-- begin --
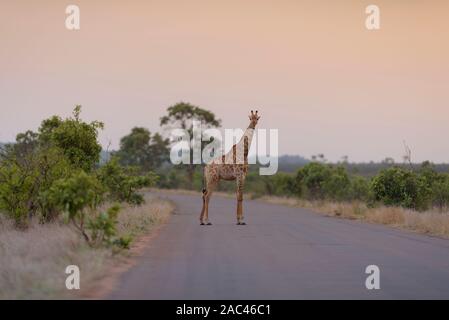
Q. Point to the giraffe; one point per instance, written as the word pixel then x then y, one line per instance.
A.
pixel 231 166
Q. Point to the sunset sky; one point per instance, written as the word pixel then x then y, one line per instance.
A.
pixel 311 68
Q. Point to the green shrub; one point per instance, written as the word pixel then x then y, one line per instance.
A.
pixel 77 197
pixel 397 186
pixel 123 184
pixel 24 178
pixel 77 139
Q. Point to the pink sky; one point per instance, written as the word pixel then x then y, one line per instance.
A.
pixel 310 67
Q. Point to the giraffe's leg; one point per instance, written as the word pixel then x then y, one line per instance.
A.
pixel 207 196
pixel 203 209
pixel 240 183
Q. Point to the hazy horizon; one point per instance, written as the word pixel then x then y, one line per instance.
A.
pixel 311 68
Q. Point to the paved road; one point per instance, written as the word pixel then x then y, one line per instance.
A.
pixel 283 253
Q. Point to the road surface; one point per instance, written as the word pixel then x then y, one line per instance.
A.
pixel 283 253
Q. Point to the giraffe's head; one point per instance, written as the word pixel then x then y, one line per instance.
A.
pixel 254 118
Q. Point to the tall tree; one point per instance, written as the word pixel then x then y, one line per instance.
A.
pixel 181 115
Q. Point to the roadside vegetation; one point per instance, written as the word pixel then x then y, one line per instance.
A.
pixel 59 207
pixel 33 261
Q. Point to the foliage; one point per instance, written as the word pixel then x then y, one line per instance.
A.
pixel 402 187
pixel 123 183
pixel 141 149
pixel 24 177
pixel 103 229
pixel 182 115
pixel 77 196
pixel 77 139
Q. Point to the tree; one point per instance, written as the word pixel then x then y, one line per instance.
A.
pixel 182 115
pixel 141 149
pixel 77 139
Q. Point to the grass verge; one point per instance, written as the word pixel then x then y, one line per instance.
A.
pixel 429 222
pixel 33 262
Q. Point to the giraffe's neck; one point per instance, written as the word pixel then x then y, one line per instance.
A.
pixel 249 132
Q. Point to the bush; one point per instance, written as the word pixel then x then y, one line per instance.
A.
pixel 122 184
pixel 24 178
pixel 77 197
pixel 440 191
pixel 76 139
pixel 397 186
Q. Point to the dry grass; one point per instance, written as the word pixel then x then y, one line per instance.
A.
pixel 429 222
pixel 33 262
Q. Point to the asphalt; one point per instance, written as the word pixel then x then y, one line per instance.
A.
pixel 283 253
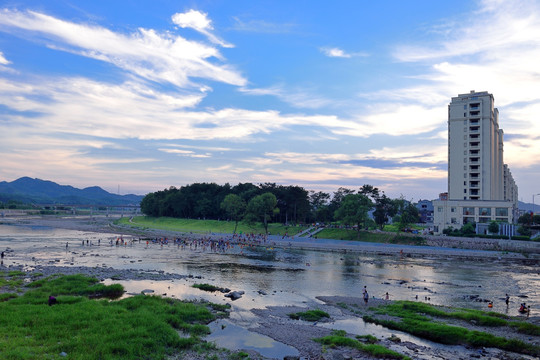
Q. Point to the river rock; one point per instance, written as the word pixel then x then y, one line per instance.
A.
-- end --
-- begin --
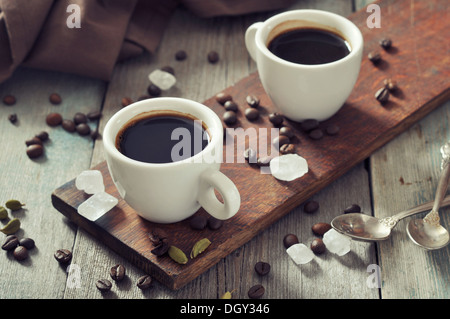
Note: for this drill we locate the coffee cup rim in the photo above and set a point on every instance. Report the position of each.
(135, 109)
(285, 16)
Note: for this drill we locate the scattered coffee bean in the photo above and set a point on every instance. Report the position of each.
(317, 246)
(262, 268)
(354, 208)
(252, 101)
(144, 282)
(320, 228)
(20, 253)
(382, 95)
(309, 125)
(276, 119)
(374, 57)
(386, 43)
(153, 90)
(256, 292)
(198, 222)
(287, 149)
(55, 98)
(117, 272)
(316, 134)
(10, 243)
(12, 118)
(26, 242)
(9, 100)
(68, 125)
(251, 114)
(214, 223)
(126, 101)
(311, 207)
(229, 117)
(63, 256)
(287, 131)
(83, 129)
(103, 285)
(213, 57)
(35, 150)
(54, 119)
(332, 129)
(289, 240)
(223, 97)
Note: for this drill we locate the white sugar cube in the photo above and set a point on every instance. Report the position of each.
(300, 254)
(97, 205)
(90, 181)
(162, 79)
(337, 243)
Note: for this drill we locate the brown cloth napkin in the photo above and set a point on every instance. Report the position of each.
-- end --
Can you turn the data, starting with the line that contains "Q. Point to the giraffe's leg;" and going on through the line that contains "pixel 240 183", into a Markdown table with the columns Row and Text, numbering each row and leaving out blank lines?

| Row | Text |
|---|---|
| 1 | Q. Point to the giraffe's leg; one point per instance, written as the word pixel then x then y, one line per instance. |
| 2 | A. |
| 3 | pixel 207 196 |
| 4 | pixel 203 209 |
| 5 | pixel 240 183 |